_任务说明_: 下面有一篇帖子，讲的是用 mii.pipeline 加载模型后程序一直卡住、停不下来。请从帖子最后一行之后接着写下去。

_所附文本_:
######
无法构建管道。在运行此代码后,下载/加载模型后代码会一直运行,无法停止:pipe = mii.pipeline("facebook/opt-1.3b")
也尝试过:facebook/opt-350m
facebook/opt-125m
PS: 我已经等待了至少3个小时,然后中断了执行。此外,我还没有尝试其他架构,因为我的本地GPU内存不足。
以下是我的系统配置供您参考:
- 通过WSL2.0在Windows 11 64位上运行Ubuntu
- CUDA 11.5,6 GB NVIDIA GeForce RTX 3060笔记本电脑GPU
- Intel Core i7-10870H(第10代),16GB RAM
Downloading (…)lve/main/config.json: 100%
653/653 [00:00<00:00, 36.8kB/s]
Downloading (…)neration_config.json: 100%
137/137 [00:00<00:00, 9.35kB/s]
Fetching 6 files: 100%
6/6 [15:42<00:00, 314.04s/it]
Downloading (…)okenizer_config.json: 100%
685/685 [00:00<00:00, 46.8kB/s]
Downloading (…)2dfb61d62/vocab.json: 100%
899k/899k [00:00<00:00, 1.08MB/s]
Downloading (…)cial_tokens_map.json: 100%
441/441 [00:00<00:00, 62.8kB/s]
Downloading pytorch_model.bin: 100%
2.63G/2.63G [15:40<00:00, 3.16MB/s]
[2023-11-14 19:25:02,408] [INFO] [engine_v2.py:64:__init__] Building model...
Using /home/<username>/.cache/torch_extensions/py310_cu121 as PyTorch extensions root...
Detected CUDA files, patching ldflags
Emitting ninja build file /home/<username>/.cache/torch_extensions/py310_cu121/inference_core_ops/build.ninja...
Building extension module inference_core_ops...
######
_数据部分_:

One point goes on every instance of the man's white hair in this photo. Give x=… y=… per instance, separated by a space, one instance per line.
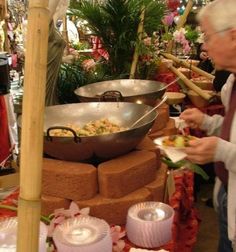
######
_任务输出_:
Allowing ninja to set a default number of workers... (overridable by setting the environment variable MAX_JOBS=N)
Loading extension module inference_core_ops...
ninja: no work to do.
Time to load inference_core_ops op: 0.09155440330505371 seconds
Using /home/<username>/.cache/torch_extensions/py310_cu121 as PyTorch extensions root...
在中断执行后,出现了以下错误。这是因为某个bug导致睡眠设置为无限大或某个巨大的问题吗?
---------------------------------------------------------------------------
KeyboardInterrupt Traceback (most recent call last)
Cell In[2], line 2
1 import mii
----> 2 pipe = mii.pipeline("facebook/opt-1.3b")
File ~/.local/lib/python3.10/site-packages/mii/api.py:159, in pipeline(model_name_or_path, model_config, **kwargs)
155 if remaining_kwargs:
156 raise UnknownArgument(
157 f"Keyword argument(s) {remaining_kwargs.keys()} not recognized")
--> 159 inference_engine = load_model(model_config)
160 tokenizer = load_tokenizer(model_config)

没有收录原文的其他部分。